>> START Supplied material

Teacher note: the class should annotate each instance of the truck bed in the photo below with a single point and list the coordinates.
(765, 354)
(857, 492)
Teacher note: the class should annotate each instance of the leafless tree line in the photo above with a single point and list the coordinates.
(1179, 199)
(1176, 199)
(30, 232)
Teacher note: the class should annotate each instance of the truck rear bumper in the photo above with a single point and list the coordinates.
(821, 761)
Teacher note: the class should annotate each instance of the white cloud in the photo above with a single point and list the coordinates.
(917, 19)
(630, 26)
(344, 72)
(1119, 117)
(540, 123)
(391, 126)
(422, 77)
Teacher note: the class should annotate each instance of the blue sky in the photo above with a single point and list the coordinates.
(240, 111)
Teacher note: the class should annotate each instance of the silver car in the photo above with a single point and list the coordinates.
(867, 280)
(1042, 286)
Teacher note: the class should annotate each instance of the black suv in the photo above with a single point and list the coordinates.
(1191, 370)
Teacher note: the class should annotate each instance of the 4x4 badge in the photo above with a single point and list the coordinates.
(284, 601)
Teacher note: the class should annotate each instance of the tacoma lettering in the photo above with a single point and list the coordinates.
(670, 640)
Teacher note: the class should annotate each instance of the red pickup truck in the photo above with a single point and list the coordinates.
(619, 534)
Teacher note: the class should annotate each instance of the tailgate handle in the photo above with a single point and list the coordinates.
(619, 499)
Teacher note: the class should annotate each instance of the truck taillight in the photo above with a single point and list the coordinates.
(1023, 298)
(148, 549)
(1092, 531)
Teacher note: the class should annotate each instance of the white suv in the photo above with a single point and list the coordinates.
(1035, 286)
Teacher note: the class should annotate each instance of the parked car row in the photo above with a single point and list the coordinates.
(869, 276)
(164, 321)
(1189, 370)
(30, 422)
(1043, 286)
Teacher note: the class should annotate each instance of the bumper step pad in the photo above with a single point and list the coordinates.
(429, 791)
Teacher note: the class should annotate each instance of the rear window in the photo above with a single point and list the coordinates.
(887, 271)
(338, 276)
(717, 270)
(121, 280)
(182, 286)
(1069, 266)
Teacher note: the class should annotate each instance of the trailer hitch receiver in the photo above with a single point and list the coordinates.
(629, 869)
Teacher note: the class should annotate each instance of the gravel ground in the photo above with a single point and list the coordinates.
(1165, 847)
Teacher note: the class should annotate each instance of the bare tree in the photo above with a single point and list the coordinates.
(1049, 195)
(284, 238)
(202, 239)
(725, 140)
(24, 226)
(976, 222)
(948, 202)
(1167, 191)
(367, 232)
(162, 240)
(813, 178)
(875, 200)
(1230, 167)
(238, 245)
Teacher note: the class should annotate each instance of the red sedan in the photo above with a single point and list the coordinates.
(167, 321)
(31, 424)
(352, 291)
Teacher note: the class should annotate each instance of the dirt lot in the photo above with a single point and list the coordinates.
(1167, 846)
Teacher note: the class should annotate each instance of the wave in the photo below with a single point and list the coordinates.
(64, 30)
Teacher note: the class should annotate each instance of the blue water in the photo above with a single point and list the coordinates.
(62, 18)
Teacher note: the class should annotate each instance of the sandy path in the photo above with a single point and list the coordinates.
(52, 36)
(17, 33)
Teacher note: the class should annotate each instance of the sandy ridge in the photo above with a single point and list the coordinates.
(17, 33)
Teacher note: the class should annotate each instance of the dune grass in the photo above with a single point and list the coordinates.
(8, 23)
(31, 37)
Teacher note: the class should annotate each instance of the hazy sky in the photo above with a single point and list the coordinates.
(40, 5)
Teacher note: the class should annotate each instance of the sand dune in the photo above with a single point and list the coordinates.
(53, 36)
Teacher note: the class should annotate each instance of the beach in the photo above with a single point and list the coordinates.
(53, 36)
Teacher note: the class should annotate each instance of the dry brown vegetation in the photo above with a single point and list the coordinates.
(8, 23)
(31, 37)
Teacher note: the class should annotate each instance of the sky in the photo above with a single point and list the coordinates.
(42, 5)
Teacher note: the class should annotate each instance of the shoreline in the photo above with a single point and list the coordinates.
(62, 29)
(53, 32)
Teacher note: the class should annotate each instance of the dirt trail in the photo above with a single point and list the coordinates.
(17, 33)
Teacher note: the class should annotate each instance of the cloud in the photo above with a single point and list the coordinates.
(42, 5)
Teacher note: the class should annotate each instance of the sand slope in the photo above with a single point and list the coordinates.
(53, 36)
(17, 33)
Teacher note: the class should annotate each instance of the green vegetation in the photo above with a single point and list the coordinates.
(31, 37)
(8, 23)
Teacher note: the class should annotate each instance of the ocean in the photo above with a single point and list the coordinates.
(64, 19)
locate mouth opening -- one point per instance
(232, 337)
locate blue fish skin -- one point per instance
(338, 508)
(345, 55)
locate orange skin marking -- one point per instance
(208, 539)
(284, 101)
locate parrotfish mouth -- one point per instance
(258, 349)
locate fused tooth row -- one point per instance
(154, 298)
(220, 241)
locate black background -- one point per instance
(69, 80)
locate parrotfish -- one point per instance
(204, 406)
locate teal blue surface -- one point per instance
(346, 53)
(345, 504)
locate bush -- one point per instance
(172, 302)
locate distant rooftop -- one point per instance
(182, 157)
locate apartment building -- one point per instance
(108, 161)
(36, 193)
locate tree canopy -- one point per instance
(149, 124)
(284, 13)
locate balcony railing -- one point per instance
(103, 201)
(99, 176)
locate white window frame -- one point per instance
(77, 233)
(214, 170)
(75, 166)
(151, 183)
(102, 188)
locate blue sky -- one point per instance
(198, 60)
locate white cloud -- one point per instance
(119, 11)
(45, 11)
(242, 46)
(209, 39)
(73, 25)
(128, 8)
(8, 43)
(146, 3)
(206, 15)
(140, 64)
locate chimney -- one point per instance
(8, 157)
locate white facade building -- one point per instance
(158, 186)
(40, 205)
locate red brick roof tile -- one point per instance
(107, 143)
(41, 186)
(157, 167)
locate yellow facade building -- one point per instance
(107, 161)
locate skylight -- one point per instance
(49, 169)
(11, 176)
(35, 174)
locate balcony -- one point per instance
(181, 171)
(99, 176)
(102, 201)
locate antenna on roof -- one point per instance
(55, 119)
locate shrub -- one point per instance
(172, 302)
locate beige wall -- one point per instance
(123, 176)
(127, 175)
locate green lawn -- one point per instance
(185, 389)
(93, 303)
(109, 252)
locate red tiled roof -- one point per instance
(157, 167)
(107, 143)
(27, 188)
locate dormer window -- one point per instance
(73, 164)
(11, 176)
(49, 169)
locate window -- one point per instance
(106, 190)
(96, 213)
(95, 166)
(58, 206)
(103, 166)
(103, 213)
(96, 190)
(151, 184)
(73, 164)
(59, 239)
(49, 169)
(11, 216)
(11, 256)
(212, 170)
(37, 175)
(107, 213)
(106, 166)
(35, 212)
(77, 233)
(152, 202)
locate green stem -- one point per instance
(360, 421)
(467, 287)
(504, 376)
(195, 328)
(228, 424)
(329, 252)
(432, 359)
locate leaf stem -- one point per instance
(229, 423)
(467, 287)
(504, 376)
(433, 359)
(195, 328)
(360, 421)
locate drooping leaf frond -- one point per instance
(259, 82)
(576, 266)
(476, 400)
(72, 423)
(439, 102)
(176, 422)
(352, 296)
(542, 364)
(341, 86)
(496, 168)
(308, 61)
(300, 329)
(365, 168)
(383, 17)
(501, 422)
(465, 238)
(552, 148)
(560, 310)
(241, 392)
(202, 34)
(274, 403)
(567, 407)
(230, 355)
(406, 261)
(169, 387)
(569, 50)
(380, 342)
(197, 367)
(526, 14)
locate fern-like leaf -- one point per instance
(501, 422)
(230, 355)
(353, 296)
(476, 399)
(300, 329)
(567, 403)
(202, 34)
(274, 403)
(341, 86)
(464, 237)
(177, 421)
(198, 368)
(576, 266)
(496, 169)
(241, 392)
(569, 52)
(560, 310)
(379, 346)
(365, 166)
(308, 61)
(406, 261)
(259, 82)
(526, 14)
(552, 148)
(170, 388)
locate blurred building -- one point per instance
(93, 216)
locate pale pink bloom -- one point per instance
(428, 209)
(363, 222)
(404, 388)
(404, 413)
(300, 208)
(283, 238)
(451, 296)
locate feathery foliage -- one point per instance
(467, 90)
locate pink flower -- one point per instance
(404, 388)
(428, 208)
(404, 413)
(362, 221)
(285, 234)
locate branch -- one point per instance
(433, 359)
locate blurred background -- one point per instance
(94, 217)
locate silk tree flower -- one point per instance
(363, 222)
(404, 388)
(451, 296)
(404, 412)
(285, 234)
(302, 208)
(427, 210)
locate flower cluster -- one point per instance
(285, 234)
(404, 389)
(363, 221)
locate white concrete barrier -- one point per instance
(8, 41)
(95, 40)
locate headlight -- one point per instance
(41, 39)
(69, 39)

>> END Supplied material

__What you will do__.
Turn the items between the lines holding "of the tacoma" and "(1165, 847)", inclusive, into a two-column CSV with the headers item_text and answer, one row per item. Quote every field and replace any line breaks inside a field with spaces.

__Correct output__.
item_text,answer
"Teacher note: the class should annotate each instance of the tacoma lettering in the photo above with a single point and list the coordinates.","(670, 640)"
"Teacher note: the class should annotate each instance of the red pickup truck in the photo above with a single point and list the coordinates.","(619, 534)"
"Teacher note: the class should annotate each instance of the tailgate handle in the photo above with a single point and list the coordinates.","(619, 499)"
"Teacher note: the class should annotate each instance of the truck taillight in the photo above with a single point and list the coordinates.","(1023, 298) (148, 549) (1092, 531)"
"Teacher note: the class should annotate each instance of the white suv in the photo above with a single point and list the coordinates.","(1035, 286)"
"Teacher note: the class should annotate each instance of the parked car row in the photo above with a single point and list the coordinates.","(869, 276) (164, 321) (1189, 370) (30, 422) (1043, 286)"
"Teacher note: the class should annotate each instance of the bumper step pad in the photo above with a single point and list the coordinates.","(429, 791)"
"Teacher note: the class should annotate each instance of the rear window in the photo above with a single point and list the coordinates.","(887, 271) (338, 276) (717, 270) (121, 280) (182, 286) (1069, 266)"
"Teacher note: the class should annotate each instance of the trailer hitch receiver in the photo above with a single point and list the coordinates.","(629, 869)"
"Teacher note: the class should annotate each instance of the gravel ground in the photo above with a single point and list the coordinates.","(1165, 847)"